REQUIREMENT ->
A word-for-word repetition of the records beneath this task is the expected answer.
· · · · · · ·
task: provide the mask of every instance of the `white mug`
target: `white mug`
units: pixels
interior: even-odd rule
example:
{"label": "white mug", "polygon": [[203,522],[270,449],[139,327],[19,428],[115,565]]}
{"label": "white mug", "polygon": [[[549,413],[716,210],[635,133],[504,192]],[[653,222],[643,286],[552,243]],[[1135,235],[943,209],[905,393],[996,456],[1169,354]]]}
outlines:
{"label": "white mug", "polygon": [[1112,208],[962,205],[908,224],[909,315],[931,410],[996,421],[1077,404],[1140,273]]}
· · · · · · ·
ANSWER TO THIS TASK ->
task: provide the mask of every instance of the `white mug`
target: `white mug`
units: pixels
interior: even-odd rule
example:
{"label": "white mug", "polygon": [[203,522],[270,449],[139,327],[19,428],[115,565]]}
{"label": "white mug", "polygon": [[[549,413],[716,210],[635,133],[504,192]],[[653,222],[643,286],[552,243]],[[1135,235],[943,209],[905,393],[996,456],[1169,354]]]}
outlines:
{"label": "white mug", "polygon": [[1112,208],[962,205],[908,224],[909,315],[931,410],[996,421],[1077,404],[1140,273]]}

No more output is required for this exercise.